▶ **Source records**
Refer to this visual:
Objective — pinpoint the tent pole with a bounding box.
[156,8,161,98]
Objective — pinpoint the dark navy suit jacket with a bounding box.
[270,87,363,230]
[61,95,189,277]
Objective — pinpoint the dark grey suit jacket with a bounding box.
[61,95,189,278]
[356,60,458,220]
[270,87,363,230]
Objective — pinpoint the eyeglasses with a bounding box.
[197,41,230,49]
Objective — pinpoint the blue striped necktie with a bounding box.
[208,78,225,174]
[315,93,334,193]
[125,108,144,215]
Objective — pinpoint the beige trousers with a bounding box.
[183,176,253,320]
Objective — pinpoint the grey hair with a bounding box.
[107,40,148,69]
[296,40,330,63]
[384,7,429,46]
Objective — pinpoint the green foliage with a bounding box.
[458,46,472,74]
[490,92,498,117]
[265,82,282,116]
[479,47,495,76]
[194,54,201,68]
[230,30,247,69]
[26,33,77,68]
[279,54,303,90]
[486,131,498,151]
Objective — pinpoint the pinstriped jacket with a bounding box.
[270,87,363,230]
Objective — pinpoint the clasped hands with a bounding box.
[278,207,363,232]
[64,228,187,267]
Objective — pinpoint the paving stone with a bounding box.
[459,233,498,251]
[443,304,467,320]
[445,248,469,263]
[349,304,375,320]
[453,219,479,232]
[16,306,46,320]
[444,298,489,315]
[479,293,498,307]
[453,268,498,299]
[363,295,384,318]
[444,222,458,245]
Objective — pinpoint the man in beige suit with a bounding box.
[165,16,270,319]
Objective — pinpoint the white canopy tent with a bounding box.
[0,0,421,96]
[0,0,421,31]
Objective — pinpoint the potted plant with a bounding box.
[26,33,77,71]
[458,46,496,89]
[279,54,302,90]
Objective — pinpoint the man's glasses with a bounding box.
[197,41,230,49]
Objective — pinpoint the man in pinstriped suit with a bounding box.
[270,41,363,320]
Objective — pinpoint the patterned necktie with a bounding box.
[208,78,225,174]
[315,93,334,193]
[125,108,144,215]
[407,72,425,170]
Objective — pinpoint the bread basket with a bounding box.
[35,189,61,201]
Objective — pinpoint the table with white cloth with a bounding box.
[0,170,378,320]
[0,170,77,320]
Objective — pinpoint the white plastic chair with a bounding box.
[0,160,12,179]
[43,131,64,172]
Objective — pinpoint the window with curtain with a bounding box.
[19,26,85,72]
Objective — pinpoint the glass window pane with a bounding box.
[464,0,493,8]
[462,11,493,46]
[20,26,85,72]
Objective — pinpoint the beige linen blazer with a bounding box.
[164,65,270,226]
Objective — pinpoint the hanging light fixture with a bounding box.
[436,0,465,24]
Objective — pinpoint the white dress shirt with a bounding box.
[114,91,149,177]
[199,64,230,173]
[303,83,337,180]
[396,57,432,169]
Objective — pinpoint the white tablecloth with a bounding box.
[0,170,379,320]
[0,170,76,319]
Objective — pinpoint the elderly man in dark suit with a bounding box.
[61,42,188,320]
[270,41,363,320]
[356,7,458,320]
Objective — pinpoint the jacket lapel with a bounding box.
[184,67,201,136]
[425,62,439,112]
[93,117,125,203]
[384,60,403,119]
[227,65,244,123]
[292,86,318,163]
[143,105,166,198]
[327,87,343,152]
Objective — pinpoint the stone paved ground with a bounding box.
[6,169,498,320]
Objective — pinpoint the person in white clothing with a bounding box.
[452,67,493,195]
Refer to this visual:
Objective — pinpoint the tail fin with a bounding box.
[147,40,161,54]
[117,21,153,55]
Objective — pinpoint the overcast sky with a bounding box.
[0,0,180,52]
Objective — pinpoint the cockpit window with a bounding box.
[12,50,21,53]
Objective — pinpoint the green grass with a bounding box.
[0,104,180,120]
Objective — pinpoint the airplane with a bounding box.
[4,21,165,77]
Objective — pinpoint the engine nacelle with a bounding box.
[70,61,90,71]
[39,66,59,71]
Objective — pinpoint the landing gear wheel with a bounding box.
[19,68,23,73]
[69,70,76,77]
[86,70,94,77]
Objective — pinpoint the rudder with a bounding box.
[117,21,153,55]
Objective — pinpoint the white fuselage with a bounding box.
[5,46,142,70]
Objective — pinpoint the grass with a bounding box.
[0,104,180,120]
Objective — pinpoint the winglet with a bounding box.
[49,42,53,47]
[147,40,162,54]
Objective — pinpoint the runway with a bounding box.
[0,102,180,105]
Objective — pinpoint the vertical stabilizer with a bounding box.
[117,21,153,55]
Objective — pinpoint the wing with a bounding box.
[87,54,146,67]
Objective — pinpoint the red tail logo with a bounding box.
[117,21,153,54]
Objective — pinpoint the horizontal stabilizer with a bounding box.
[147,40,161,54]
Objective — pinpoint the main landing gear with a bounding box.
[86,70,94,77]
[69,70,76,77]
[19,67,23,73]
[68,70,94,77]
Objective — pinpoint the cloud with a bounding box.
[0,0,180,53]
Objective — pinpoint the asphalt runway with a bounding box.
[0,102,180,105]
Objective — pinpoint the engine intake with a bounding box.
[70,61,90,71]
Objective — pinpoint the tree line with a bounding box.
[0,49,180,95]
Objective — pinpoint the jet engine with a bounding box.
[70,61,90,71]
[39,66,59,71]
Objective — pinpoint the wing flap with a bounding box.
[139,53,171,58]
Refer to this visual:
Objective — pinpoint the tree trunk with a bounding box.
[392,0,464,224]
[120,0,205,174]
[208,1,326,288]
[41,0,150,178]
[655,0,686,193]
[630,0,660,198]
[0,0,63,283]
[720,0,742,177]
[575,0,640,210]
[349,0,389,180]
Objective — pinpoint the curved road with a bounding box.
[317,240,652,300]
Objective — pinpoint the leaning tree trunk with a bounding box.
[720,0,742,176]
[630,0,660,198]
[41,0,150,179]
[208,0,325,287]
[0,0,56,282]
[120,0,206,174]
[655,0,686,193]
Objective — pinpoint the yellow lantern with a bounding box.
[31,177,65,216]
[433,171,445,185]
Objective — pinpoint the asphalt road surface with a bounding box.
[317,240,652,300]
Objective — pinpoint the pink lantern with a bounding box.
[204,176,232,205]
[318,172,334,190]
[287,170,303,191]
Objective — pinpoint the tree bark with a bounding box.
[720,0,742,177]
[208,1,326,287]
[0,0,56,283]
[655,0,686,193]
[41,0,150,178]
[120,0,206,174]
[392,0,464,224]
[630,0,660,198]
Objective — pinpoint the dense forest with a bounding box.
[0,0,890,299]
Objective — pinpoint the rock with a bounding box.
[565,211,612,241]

▶ **Objective**
Reproduce only the entries from the line with "Objective — pinpoint the yellow" through the end of the entries, keeping every request line unchanged and shifting each bounding box coordinate in the answers up by 26.

▶ **Solution**
Objective — pinpoint the yellow lantern with a bounding box.
[57,203,91,242]
[459,197,471,211]
Objective — pinpoint the asphalt road surface with a bounding box.
[343,266,678,326]
Objective — pinpoint the pink lantern with a bounding box.
[230,202,258,231]
[344,198,360,216]
[313,196,329,217]
Objective — pinpoint the tree bark with a bounding box.
[746,26,768,203]
[234,27,352,313]
[26,26,82,309]
[681,26,712,219]
[67,26,176,204]
[146,26,232,200]
[418,26,490,250]
[656,26,686,224]
Objective — pinpoint the dense forest with a bounding box.
[26,26,916,325]
Objective — pinpoint the rock with a bounding box.
[591,237,638,267]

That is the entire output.